# PROBLEM TO WORK ON
The answer should hold only the line with "Reviewer note: every instance of the trombone" and each line after it through the last line of the material, exactly.

[Opening DATA PROVIDED section]

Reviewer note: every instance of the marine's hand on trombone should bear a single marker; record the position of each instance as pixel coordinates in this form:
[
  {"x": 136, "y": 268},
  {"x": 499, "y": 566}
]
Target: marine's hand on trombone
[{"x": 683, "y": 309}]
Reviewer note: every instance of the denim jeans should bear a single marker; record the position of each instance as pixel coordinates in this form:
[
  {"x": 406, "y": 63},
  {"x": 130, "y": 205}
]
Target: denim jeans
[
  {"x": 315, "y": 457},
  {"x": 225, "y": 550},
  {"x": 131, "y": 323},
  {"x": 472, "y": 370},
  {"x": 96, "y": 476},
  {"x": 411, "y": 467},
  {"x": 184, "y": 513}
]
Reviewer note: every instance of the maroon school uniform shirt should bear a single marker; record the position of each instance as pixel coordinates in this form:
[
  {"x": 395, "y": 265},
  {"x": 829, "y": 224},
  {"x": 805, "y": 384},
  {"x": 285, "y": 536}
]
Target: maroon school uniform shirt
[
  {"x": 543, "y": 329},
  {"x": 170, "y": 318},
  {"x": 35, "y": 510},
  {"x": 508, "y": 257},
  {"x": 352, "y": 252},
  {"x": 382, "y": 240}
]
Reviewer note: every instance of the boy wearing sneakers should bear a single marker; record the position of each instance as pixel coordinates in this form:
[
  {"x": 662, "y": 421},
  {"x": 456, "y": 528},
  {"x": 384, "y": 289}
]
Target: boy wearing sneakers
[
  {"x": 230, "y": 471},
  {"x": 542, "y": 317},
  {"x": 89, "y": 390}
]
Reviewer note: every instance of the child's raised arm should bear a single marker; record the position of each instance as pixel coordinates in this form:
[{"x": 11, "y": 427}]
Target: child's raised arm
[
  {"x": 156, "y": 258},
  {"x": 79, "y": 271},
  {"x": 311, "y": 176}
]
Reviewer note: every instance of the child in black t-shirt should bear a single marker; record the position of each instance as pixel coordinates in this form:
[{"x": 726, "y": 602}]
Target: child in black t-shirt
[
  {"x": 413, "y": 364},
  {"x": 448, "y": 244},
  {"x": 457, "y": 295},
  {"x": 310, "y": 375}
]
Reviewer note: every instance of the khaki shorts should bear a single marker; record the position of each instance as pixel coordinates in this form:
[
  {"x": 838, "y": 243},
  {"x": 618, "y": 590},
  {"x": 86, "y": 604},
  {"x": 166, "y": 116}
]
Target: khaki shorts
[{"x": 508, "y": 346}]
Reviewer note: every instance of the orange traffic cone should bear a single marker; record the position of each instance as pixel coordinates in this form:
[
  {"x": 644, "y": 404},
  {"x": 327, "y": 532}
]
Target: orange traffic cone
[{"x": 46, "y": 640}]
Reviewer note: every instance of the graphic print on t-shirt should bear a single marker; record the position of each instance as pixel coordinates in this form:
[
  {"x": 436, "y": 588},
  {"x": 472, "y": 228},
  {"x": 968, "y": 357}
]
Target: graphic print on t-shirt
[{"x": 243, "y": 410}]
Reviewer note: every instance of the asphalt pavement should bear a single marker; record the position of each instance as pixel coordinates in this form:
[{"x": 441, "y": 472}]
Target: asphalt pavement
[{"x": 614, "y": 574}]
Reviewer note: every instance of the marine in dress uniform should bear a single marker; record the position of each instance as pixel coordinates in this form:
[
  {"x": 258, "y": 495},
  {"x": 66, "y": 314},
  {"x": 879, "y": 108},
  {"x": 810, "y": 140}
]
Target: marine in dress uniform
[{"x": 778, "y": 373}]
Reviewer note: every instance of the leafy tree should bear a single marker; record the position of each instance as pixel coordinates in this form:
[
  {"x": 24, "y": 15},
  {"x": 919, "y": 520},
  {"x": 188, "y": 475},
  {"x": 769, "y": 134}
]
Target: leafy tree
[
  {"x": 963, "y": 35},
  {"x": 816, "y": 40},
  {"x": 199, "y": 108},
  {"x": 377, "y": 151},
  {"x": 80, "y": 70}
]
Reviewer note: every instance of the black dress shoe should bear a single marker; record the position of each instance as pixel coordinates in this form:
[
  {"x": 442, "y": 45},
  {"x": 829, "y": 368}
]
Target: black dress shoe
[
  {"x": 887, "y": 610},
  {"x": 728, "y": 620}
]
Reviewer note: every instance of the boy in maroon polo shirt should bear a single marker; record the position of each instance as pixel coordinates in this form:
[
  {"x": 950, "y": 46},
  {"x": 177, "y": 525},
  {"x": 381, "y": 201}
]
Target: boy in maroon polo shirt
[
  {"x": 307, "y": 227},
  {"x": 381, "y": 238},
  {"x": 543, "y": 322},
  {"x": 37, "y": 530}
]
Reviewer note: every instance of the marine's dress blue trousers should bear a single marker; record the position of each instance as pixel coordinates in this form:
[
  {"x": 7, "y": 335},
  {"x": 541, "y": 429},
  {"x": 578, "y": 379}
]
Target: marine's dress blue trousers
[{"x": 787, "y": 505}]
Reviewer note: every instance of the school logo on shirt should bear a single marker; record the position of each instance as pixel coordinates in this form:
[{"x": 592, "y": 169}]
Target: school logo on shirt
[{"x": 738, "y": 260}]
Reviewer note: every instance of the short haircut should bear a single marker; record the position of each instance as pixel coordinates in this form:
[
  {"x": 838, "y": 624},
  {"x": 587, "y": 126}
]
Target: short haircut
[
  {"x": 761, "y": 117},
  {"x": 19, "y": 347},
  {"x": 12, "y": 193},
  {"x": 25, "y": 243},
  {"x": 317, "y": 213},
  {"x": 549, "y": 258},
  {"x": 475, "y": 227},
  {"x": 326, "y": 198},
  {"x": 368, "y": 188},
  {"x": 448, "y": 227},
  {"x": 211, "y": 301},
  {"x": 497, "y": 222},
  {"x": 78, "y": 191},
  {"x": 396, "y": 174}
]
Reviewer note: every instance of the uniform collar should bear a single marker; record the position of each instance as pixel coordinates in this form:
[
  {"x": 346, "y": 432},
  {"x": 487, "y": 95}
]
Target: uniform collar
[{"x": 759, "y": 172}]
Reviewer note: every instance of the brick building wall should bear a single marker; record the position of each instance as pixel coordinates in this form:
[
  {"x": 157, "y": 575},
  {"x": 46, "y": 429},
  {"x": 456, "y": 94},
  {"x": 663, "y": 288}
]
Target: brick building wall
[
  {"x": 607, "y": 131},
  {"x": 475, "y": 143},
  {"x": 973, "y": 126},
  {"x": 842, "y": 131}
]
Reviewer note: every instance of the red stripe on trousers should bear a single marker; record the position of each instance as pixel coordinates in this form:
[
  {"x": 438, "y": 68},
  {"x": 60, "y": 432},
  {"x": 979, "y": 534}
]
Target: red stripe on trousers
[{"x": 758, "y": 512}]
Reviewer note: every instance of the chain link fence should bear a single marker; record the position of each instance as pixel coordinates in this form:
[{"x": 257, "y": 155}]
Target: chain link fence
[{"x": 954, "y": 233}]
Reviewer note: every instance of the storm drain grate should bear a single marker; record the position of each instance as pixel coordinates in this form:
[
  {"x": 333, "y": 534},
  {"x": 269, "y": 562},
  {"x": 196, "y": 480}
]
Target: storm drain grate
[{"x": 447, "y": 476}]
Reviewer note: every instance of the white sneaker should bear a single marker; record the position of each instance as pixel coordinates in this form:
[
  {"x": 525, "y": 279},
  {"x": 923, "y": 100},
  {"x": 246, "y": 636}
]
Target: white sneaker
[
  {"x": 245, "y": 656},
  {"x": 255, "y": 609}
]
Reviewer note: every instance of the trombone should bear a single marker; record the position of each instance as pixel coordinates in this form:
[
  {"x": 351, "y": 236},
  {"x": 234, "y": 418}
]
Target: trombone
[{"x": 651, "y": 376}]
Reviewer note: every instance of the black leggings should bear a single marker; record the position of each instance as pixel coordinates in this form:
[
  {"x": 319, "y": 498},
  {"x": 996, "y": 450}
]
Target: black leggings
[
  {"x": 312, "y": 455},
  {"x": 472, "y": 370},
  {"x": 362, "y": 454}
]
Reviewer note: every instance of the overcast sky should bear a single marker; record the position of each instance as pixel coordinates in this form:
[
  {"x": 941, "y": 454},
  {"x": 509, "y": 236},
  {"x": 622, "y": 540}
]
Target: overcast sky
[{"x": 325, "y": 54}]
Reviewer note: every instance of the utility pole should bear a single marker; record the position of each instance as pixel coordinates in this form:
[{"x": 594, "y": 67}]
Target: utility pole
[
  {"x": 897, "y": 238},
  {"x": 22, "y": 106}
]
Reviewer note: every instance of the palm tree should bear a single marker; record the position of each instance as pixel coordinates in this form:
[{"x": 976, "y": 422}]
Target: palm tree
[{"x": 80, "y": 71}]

[Closing DATA PROVIDED section]

# YOUR SOLUTION
Reviewer note: every instance of the trombone should bear a single marker; record the position of each instance as pixel coordinates in this form:
[
  {"x": 351, "y": 236},
  {"x": 234, "y": 418}
]
Target: trombone
[{"x": 651, "y": 376}]
Reviewer note: every instance of the black leggings should bear a single marker; record the position of each instance as pixel coordinates in this form:
[
  {"x": 319, "y": 498},
  {"x": 996, "y": 450}
]
Target: black leggings
[
  {"x": 312, "y": 455},
  {"x": 472, "y": 370},
  {"x": 362, "y": 454}
]
Reviewer note: every instance of the overcast sky should bear a single marker; record the position of each instance as pixel coordinates in this form:
[
  {"x": 941, "y": 454},
  {"x": 509, "y": 236},
  {"x": 622, "y": 540}
]
Target: overcast sky
[{"x": 325, "y": 54}]
Reviewer note: every instance of the utility pole should bear a single marker; record the position of each instance as pixel coordinates in this form:
[{"x": 594, "y": 67}]
Target: utility pole
[
  {"x": 897, "y": 238},
  {"x": 22, "y": 106}
]
Reviewer note: every instance of the palm tree should bear a single marker; record the position of each instance as pixel coordinates in this form:
[{"x": 976, "y": 422}]
Target: palm tree
[{"x": 80, "y": 71}]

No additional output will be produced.